• Quoted passage:
○ ○ ○

BatchMatch’s Major Capabilities
Ability to Use a Reference Batch
BatchMatch provides the user with options for using one, a few, or all batches to generate a single reference batch. This allows the batch effect between the reference batch and the non-reference batch(es) to be removed. When an existing dataset is used to develop a predictive model for future datasets, it is necessary to keep the existing data unchanged as a reference to evaluate and remove the potential batch effect of the future datasets.
Applicability to Multiple Batches
The software has the capability to evaluate and remove potential batch effect in datasets with multiple batches. This allows the user to combine and study datasets with two or more batches.
Applicability to Multiple Classes
BatchMatch is applicable to multi-class problems such as those involving multiple compounds, dosage levels, and/or time points for typical toxicogenomics studies. The biological differences in all classes are preserved while the batch effect is removed.
Optional Use of Class Labels
The software provides various options for using or not using the sample class labels in each batch. This is useful for studies with different objectives. For identifying potential biomarkers or developing classification models with existing datasets, the use of sample class label information for all batches is recommended. For removing the batch effects between the existing set (for which all the class label information is known, and based upon which a predictive model is to be developed) and the future set (for which the class labels are unknown and need to be predicted), users have the option of using class label information ONLY from the reference batch or NOT using class label information at all.
Consideration of the Unbalanced Class-Sample-Size Problem
Special treatment has been implemented in BatchMatch for the unbalanced class-sample-size problem commonly encountered in biomedical datasets. For example, the number of control samples could be much greater than the number of treated samples in one batch, and vice versa in another. In this case, special treatment is necessary to avoid removing biological differences inappropriately during the batch effect removal process.
Reduction of Sensitivity to Outliers
A sample that behaves very differently from other samples within the same group is an outlier, which may unduly bias the batch effect quantification and removal. Special considerations have been made in BatchMatch that reduce the effect of this bias.
Tools to Quantify Batch Effect and Evaluate the Usefulness of Removing It
Three sets of tools can be used to identify the batch effect and evaluate the usefulness of removing it:
(1) Four types of visualization tools are available to measure the separation of batches from various perspectives: Correlation Coefficient Heat Maps, Principal Components Analysis (PCA), Hierarchical Clustering, and ANOVA (Analysis Of Variance). Four corresponding measures are provided to quantify the batch effect. They are: Silhouette width, Hotelling T square p-value, H.C. rank sum p-value, and the ratio of variances due to batch effect and biological effect.
(2) Concordance of two feature lists: one list is selected using the reference batch(es) only, and the other is selected using the combination of the reference and the non-reference batch(es). Comparing the concordance with and without batch effect removal gives an indication of whether or not the reproducibility of the selected features improves. Successful batch effect removal improves this reproducibility.
(3) Cross-batch prediction performance: a reference batch is used to develop a model for the prediction of samples from the non-reference batch(es), and the prediction performances with and without batch effect removal are compared. Successful batch effect removal enhances the cross-batch prediction performance.

○ ○ ○

[Stored data entries]
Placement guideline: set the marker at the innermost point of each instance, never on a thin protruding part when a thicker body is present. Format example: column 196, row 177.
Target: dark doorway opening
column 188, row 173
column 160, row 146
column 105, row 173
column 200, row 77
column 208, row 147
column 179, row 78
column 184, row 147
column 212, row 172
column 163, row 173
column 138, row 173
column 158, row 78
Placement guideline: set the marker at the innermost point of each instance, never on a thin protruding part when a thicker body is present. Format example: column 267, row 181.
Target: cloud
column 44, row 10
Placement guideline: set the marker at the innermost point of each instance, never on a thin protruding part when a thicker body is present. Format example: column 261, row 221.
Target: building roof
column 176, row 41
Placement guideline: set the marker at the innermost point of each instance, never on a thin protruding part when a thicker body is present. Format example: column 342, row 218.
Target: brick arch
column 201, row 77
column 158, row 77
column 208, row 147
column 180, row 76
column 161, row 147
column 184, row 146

○ ○ ○

• What to do:
Update the part of the BatchMatch capabilities text that opens with the words containing "(3) Cross-batch prediction" and closes with "cross-batch prediction performance.", replacing "enhances" with "boosts".

• Your response:
(3) Cross-batch prediction performance: a reference batch is used to develop a model for the prediction of samples from the non-reference batch(es), and the prediction performances with and without batch effect removal are compared. Successful batch effect removal boosts the cross-batch prediction performance.